[Point placement records]
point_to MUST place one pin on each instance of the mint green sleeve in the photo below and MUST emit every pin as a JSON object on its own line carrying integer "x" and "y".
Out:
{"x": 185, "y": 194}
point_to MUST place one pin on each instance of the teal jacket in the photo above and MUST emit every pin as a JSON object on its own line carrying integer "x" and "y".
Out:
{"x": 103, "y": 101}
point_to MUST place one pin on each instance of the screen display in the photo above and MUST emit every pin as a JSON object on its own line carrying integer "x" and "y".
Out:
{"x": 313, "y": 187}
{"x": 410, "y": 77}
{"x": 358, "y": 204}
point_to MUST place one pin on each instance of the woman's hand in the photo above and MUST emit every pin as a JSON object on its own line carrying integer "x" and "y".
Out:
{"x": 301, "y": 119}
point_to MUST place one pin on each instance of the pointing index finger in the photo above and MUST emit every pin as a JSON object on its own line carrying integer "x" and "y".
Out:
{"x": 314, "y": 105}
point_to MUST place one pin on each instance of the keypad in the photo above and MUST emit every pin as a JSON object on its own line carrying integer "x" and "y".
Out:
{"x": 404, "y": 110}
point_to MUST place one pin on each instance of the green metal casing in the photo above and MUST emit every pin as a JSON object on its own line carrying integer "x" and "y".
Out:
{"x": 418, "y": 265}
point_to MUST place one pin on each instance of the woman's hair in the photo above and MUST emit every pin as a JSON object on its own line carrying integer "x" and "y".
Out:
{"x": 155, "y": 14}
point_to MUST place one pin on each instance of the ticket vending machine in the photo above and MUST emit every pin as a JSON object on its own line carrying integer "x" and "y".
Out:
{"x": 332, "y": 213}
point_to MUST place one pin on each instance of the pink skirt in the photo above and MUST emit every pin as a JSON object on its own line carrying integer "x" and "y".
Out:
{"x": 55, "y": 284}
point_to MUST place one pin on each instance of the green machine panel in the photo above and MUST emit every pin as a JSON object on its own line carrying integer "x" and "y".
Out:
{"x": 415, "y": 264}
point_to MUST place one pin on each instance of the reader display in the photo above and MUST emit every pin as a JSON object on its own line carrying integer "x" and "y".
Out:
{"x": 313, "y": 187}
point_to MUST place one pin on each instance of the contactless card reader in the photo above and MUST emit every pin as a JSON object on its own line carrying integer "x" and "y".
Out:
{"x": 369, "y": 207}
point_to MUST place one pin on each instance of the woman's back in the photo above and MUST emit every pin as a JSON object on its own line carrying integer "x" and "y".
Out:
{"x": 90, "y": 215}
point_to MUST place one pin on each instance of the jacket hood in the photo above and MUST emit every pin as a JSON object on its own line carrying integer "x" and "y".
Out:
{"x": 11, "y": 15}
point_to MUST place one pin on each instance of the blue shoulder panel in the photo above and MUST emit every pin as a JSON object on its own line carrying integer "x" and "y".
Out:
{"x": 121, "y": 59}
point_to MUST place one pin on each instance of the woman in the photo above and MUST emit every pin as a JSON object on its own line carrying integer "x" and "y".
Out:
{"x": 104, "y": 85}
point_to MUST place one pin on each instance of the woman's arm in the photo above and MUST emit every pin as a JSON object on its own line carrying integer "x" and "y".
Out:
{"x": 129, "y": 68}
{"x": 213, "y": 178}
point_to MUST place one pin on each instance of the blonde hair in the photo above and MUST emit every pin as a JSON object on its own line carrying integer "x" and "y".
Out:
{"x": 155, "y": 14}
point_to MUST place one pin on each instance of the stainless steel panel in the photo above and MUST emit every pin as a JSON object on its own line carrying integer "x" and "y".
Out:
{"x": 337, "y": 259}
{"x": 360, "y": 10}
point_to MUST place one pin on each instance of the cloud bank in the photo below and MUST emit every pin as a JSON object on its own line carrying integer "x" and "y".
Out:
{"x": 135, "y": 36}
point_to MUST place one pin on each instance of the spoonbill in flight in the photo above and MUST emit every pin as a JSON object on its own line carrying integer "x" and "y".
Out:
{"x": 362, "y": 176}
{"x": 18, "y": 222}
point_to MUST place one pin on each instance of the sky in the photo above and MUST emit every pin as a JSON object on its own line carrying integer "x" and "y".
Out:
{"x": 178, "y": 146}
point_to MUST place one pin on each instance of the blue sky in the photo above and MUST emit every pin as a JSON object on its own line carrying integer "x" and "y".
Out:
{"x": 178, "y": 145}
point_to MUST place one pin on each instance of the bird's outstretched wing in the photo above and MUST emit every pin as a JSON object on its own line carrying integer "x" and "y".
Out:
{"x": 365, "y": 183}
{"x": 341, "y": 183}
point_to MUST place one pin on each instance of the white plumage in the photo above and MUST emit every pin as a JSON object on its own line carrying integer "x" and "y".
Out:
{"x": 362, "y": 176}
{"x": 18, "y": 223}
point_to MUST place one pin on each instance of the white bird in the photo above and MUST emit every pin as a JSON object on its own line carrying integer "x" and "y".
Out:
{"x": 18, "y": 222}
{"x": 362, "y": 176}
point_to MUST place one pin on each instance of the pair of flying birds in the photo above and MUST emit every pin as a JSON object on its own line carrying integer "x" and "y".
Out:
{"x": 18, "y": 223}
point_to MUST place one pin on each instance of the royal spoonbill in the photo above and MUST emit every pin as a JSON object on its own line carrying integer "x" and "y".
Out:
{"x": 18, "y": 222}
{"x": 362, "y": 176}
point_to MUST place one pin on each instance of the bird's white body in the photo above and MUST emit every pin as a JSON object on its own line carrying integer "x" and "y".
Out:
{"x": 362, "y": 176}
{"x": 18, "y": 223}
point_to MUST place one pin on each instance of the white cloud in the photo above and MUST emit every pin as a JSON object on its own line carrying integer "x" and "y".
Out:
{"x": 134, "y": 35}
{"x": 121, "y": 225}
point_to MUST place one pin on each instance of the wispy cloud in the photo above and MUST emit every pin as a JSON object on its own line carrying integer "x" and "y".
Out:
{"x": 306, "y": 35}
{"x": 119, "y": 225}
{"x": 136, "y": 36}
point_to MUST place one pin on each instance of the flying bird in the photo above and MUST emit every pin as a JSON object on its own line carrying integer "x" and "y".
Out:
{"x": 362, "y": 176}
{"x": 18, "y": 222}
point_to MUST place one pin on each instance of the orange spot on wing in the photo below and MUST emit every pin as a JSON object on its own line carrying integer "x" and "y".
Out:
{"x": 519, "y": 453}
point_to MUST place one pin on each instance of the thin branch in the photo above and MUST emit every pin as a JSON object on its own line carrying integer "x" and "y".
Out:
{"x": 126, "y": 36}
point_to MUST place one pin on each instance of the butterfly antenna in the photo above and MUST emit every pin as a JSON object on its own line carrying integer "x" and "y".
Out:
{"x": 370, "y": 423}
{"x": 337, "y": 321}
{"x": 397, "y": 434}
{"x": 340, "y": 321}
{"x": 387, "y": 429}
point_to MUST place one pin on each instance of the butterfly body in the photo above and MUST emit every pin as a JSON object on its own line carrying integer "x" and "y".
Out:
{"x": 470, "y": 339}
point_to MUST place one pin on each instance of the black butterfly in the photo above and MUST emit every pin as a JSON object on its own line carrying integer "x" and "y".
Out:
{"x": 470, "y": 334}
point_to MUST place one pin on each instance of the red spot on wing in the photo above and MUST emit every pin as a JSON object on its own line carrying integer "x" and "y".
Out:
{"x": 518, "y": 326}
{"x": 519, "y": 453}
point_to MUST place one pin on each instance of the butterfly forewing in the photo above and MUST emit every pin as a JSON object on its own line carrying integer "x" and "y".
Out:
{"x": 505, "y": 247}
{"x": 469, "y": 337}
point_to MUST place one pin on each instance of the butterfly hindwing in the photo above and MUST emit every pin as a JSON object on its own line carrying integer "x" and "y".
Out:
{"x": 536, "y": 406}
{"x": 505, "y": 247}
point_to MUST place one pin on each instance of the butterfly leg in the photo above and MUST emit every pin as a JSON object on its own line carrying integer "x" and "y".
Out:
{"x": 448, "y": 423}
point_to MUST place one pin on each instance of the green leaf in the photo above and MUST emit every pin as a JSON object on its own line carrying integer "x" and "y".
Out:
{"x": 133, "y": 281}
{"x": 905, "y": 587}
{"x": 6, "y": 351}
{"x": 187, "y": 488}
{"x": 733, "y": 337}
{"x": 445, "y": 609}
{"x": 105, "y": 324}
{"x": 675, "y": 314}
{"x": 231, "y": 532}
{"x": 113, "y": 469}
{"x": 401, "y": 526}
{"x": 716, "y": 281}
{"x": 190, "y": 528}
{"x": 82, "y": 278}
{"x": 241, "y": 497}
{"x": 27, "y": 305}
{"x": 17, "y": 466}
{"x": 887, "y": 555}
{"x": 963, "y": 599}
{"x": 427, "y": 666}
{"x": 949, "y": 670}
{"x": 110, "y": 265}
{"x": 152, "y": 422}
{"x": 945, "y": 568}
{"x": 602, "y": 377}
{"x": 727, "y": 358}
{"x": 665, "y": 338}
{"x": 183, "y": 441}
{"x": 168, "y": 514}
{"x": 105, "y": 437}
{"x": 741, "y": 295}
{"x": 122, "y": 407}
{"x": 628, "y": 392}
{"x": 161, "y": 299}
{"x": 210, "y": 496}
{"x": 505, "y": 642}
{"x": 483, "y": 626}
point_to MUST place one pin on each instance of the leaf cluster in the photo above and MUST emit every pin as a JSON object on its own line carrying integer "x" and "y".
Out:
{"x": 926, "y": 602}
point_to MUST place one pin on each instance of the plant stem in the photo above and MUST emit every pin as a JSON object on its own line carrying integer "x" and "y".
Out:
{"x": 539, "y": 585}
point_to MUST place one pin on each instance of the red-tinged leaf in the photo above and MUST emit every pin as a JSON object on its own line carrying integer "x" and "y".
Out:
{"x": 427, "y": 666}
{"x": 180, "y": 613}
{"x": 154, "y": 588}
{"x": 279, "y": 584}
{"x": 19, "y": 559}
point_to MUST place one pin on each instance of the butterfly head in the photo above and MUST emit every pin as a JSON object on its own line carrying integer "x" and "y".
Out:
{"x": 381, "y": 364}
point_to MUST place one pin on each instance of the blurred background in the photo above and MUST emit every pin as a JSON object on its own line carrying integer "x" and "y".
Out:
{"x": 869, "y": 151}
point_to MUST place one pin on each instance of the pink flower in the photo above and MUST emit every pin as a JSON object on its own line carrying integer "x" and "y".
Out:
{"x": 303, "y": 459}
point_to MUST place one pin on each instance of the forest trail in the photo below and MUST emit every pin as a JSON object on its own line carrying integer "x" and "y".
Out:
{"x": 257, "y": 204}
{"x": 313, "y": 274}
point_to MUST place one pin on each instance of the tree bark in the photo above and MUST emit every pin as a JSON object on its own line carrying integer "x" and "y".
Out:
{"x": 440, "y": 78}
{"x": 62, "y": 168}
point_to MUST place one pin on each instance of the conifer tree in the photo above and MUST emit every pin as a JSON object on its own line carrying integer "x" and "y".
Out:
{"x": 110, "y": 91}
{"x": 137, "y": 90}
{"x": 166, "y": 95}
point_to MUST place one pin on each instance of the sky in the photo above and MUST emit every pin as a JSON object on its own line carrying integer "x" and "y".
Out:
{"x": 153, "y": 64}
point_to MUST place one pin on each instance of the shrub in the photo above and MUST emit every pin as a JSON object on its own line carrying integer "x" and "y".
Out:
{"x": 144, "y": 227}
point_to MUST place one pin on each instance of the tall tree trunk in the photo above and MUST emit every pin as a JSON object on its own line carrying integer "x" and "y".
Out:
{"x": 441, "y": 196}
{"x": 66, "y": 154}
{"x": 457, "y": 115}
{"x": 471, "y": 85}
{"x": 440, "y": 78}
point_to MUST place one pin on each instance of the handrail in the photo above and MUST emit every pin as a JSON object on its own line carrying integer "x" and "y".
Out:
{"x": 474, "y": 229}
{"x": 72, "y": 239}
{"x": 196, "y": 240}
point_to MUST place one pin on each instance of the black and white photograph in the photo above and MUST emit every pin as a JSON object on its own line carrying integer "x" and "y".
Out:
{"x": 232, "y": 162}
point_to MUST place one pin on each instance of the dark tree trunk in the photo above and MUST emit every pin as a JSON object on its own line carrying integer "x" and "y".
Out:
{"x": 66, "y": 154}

# Short exercise
Lay out the records as a two-column CSV with the headers text and answer, beginning at the line that has "the black and" and continuing through the end of the records. Give one row per record, put each field in double quotes, and replace line breaks with spaces.

# Output for this task
text,answer
"point_to MUST place one pin on each instance of the black and white photograph in the photo above and MUST emit every pin as a JSON object on its own line carrying integer ""x"" and ""y"". Out:","{""x"": 232, ""y"": 162}"
"point_to MUST place one pin on each instance of the dark tree trunk in the photo above and MUST emit every pin as a JSON object on its own line carrying integer ""x"" and ""y"". Out:","{""x"": 66, ""y"": 154}"